> **TASK TO COMPLETE**: Please extend the article on using Senate reconciliation to pass health care reform, picking up right after its final sentence.

As House members and senators drift back from the August recess with the shouts of angry constituents still ringing in their ears, they face a knock-down, drag-out fight over the fate of health care reform. And while conservatives may take pride in the outpouring of public opposition to a government-run health care program, they shouldn’t take comfort. The future of American health care and control of 17 percent of the economy may be determined by a procedural sleight of hand and an anonymous bureaucrat.
How could this be? Well, earlier this year Senate Democrats pushed through reconciliation instructions in the budget. Although Senate Budget Chair Kent Conrad objected, he was in fact the decisive vote to bring out of committee and to the floor for passage a federal budget with a set of instructions that now could control the health care debate.
A Senate aide describes reconciliation as “a partisan process rigged in favor of the majority.” It works as follows: The Democratic Senate leadership would at some point make a decision to use reconciliation rather than the normal lawmaking process to pass health care. The budget instructions would come to the floor and together with the proposed health care bill go to Senate Parliamentarian Alan Frumin. Appointed by both parties after then-Majority Leader Trent Lott fired his predecessor, he is supposedly a neutral arbitrator of the Senate rules, but simple survival dictates that his rulings will generally favor the majority.
Frumin’s job will be to determine if the health care proposal meets the reconciliation rules and specifically the Byrd Rule, which requires that only items germane to the budget be included in the reconciliation process. Would a public option meet the test? Would empowering a Medicare board to control costs? Those and hundreds of other queries will be Frumin’s calls.

> **RECORDS PROVIDED**:
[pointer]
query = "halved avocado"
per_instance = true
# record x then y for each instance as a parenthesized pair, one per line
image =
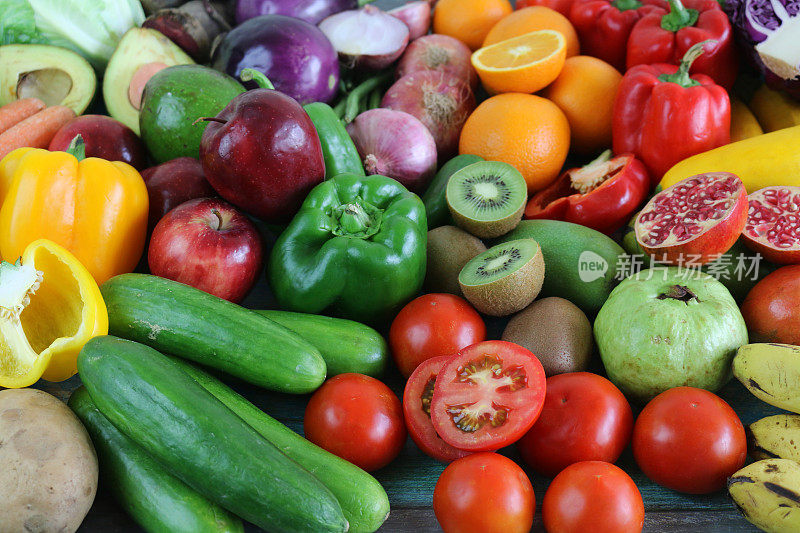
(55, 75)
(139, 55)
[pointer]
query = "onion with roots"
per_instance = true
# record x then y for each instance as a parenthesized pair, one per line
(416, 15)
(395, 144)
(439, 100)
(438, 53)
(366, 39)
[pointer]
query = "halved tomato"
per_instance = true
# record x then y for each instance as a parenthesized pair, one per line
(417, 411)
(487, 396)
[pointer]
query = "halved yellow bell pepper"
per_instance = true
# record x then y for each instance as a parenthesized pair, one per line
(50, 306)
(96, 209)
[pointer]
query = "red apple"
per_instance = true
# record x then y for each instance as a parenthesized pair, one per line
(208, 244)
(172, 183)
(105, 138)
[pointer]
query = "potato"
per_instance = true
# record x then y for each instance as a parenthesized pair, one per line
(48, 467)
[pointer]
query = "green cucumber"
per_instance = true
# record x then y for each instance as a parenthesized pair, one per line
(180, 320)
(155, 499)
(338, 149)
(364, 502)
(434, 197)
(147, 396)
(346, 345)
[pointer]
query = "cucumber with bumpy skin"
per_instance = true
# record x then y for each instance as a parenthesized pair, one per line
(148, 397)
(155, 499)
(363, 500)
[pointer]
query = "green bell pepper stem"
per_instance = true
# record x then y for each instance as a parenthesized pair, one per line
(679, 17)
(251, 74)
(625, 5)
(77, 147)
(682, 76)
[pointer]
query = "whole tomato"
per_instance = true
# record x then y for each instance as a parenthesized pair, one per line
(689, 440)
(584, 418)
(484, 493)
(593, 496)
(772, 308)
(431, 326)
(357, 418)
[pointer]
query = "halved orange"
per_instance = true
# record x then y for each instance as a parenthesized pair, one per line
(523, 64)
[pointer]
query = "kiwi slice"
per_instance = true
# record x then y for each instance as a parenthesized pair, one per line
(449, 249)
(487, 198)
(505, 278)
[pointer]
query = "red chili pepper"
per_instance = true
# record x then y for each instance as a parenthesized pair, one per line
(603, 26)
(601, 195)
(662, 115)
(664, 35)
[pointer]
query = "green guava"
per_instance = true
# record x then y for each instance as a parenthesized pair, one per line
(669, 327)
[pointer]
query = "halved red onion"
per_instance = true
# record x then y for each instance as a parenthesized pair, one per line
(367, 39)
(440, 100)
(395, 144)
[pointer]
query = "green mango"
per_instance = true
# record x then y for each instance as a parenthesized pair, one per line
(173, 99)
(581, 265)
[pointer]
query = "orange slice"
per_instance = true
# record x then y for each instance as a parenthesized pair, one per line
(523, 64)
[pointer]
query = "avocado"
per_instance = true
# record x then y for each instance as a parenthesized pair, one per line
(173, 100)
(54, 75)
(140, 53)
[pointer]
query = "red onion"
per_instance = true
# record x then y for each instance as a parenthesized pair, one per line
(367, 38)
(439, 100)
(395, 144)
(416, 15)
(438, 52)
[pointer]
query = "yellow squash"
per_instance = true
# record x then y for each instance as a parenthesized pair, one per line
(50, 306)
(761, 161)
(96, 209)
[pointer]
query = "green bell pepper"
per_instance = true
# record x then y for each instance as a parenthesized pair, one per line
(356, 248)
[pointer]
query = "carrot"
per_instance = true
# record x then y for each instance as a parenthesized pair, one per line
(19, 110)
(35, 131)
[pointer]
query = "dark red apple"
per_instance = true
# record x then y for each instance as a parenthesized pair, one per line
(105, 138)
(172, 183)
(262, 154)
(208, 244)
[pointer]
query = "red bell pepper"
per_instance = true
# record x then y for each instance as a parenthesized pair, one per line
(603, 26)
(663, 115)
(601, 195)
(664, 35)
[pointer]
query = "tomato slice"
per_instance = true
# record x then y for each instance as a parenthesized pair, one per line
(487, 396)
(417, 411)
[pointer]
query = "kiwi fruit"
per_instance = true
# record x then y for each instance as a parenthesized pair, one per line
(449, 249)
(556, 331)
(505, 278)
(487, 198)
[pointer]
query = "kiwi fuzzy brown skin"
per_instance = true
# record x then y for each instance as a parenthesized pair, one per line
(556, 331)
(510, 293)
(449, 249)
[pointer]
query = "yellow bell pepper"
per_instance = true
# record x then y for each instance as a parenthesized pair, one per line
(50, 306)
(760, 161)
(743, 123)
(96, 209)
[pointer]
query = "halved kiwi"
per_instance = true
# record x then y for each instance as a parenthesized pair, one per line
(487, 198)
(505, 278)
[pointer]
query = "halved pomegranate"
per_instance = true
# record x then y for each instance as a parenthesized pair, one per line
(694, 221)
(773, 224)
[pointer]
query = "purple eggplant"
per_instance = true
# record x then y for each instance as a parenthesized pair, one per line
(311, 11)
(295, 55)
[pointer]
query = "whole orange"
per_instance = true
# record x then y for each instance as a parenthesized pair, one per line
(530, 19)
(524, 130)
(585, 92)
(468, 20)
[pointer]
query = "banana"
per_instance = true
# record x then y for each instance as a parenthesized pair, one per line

> **OUTPUT OF THE TASK**:
Once Frumin agrees that the health care plan in conformity with Senate rules, the bill would go to the calendar and to the floor. Remarkably, that will be in all likelihood the first time the Republicans even see the bill, which is likely to be another thousand-page tome.
The debate on the future of America’s health care then would be limited to just twenty hours. No filibuster is allowed. At the end of the debate, a series of votes on proposed amendments would take place, culminating in a simple majority vote — an unprecedented process on a hugely important piece of legislation. If Frumin finds any portion of the bill to violate the Byrd Rule, that ruling could still be overridden and the provision at issue could then be passed with 60 votes.
Numerous questions remain. For example, could the Republicans filibuster some other piece of legislation in order to shut down the Senate and preempt the reconciliation process? A Senate budget guru points out that given the Senate calendar, that would likely entail a spending bill, meaning the Republicans would be threatening to shut down (at least a part) of the government. With memories of the disastrous face-off with Bill Clinton still vivid for many Republicans, that option doesn’t seem very attractive or likely.